- [Supplied text]
-=-=-

I have been involved into the La Sagra asteroids team since the beginning of the La Sagra Observatory (OLS) in Andalusia, Spain in 2006. The main activity at OLS is the discovery and tracking of Small Solar System Bodies. The first asteroid at OLS was discovered in August 2006 by manually "blinking" of sky images. In the following years I contributed to the continuous improvements of the search methods and data reduction pipelines. In particular, I developed an asteroids Night2night linking software, asteroid prediction script, a observation planning software named "SkyPlot", and a lot of other scripts. Besides asteroid night-to-night linking  and position prediction of new unconfirmed asteroids, I regularly did follow up observations and astrometry of potential Near Earth Objects (NEOs).
The La Sagra Sky Survey (LSSS) has become the most prolific European NEO survey of all times and is now able to detect several hundred previously unknown asteroids per month and track tens of thousands of known ones.
After over 300 observing nights (most of them remotely) and more than 3100 asteroid discoveries, including one Mars Trojan (2007 NS2), 12 NEOs and one comet, I left the team in September 2009.

For more information visit the La Sagra Observatory website.

 

 

Dust extinction and supernovae


 

In 2008 I spent my first summer working at the Space Telescope Science Institute (STScI) in Baltimore, MD with my supervisor Dr. Susana Deustua. There I got introduced to a study to examine the effect of host galaxy dust extinction on the observed properties of Type Ia supernovae (SNe Ia). Although SNe Ia are standard candles, the correlation fails for some SNe Ia which can appear dimmer and redder either because of host galaxy dust extinction or perhaps due to intrinsic properties. Using the Spitzer Infrared Nearby Galaxies Survey (SINGS) sample (Kennicutt et al. 2003), Draine's standard dust model, and SNe Ia template spectra (Hsiao et al. 2007), we have developed statistics on host galaxy dust extinction of type Ia supernovae in the galaxies by randomly placing a Type Ia SNe spectrum template, and compared the results with observations.

-=-=-

- [Exercise prompt] Write out the part of the supplied text starting at "After over 300" and ending at "in September 2009.". You won't need any of the entries.

-=-=-

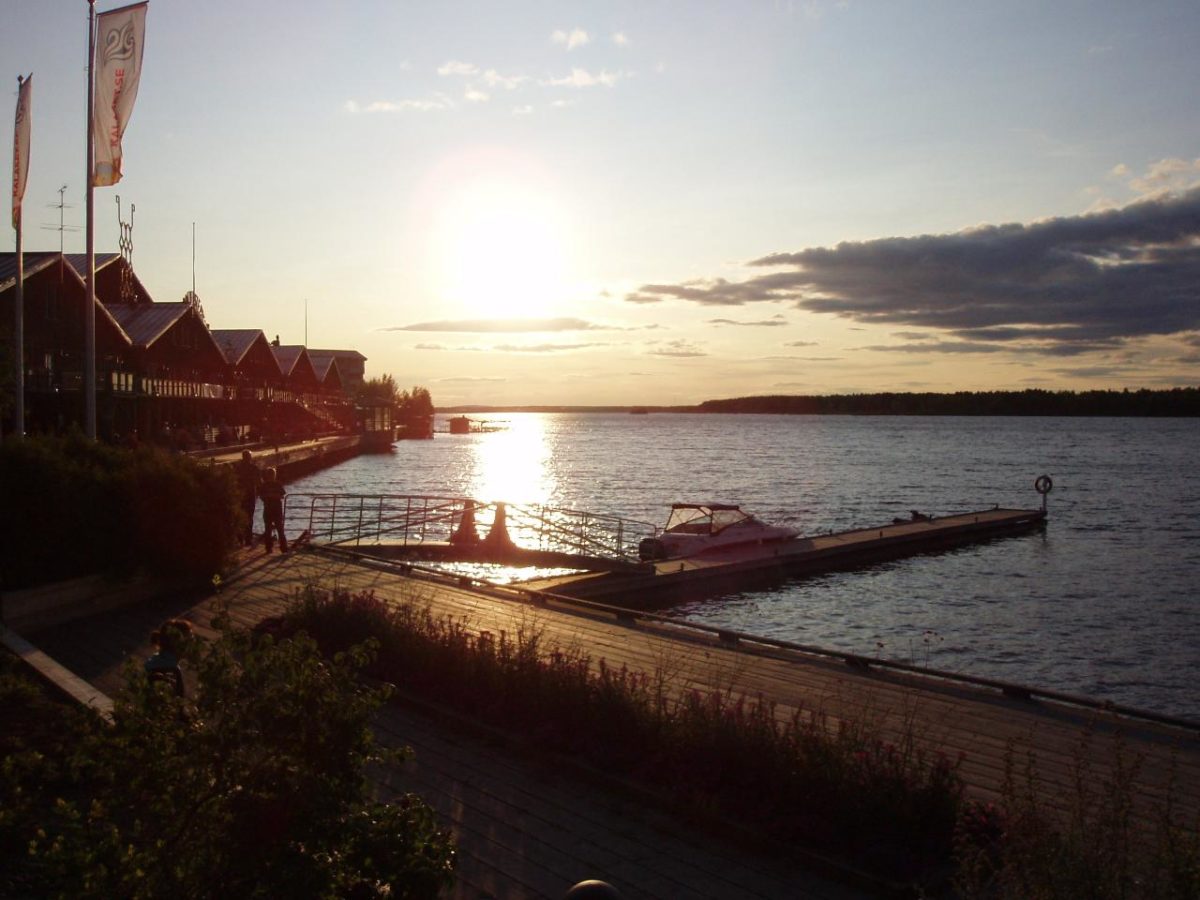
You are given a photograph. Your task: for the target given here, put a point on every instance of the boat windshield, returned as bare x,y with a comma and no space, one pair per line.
703,520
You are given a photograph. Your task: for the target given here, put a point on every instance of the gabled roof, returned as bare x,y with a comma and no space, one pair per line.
145,323
295,365
235,342
103,261
79,262
325,366
349,354
288,357
34,264
37,263
322,360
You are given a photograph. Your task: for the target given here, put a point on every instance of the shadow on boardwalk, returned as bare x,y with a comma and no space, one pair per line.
525,826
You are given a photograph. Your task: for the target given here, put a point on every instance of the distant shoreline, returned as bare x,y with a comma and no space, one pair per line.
1175,402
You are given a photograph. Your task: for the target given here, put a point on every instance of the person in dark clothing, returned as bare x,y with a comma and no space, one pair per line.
247,487
169,640
273,493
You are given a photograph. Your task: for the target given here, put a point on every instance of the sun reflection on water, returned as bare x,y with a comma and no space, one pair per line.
514,465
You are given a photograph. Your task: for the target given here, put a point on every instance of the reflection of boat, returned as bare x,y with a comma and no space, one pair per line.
695,528
462,425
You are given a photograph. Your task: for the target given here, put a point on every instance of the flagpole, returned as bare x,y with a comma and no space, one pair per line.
89,316
19,319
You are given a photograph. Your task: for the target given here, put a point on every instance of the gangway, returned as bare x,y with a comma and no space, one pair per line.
466,529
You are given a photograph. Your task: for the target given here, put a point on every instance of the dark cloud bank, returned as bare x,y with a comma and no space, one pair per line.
1063,286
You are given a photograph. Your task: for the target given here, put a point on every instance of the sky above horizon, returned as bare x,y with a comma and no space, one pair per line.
657,203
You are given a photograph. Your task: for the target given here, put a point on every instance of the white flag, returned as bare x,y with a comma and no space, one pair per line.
21,148
118,70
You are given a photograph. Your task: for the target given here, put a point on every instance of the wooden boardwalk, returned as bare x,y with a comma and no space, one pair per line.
527,831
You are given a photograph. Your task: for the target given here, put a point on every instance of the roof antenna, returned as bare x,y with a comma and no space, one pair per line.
61,227
126,245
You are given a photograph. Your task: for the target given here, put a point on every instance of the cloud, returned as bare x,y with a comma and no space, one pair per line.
570,40
1060,286
773,322
401,106
502,325
545,347
583,78
495,79
681,349
1168,175
455,67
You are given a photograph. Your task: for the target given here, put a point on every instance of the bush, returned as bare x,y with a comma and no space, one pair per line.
888,808
73,507
253,789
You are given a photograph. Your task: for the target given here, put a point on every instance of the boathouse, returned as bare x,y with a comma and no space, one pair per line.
161,372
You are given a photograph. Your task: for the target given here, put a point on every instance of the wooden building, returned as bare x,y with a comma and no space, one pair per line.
161,372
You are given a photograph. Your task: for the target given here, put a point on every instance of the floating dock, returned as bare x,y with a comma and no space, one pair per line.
744,567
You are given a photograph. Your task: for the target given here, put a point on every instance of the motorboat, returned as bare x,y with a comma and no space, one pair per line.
695,528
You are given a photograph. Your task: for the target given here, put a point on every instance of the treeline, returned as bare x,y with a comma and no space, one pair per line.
1174,402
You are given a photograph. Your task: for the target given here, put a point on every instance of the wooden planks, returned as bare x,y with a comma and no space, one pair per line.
516,844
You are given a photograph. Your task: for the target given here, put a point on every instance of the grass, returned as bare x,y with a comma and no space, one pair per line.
886,807
889,808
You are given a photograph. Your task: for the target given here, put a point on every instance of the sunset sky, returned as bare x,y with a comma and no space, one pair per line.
659,203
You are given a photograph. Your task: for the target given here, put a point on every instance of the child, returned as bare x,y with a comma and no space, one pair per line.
169,641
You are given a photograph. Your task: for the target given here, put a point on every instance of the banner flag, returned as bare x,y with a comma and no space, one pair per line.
118,67
21,148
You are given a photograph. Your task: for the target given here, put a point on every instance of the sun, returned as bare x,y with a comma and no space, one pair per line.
501,249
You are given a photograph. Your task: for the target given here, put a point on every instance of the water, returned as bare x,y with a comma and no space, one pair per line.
1103,604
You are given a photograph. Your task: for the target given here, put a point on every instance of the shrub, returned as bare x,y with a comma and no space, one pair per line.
255,787
73,507
889,808
1093,845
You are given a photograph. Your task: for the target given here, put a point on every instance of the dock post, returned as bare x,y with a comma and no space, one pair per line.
498,535
466,531
1043,485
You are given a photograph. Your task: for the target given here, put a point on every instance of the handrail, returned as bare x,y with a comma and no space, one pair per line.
762,645
417,519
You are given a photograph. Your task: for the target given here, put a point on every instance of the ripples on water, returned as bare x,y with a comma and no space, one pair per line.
1103,604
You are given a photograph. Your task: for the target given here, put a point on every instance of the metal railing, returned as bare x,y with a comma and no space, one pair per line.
765,646
353,520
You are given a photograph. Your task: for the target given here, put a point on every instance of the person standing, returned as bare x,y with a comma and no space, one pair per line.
273,493
247,486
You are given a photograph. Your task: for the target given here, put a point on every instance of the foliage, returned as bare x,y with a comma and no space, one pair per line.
1096,845
255,787
1144,402
379,389
75,507
417,403
888,807
409,405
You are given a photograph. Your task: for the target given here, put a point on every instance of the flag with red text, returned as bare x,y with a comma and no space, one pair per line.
118,70
21,148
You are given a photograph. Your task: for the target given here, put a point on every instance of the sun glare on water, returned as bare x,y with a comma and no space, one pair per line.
514,465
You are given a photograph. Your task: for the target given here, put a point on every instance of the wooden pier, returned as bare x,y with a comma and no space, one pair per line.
527,828
648,586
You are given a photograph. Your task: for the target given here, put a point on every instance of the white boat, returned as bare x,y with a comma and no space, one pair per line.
695,528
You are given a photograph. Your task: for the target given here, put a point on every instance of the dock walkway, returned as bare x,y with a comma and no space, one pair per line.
514,817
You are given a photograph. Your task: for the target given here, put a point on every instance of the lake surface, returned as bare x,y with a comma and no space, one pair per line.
1104,604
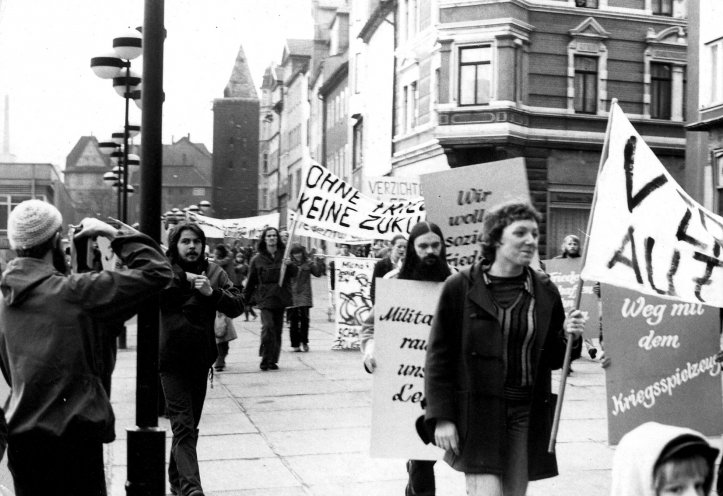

-=-=-

- [Task result]
After over 300 observing nights (most of them remotely) and more than 3100 asteroid discoveries, including one Mars Trojan (2007 NS2), 12 NEOs and one comet, I left the team in September 2009.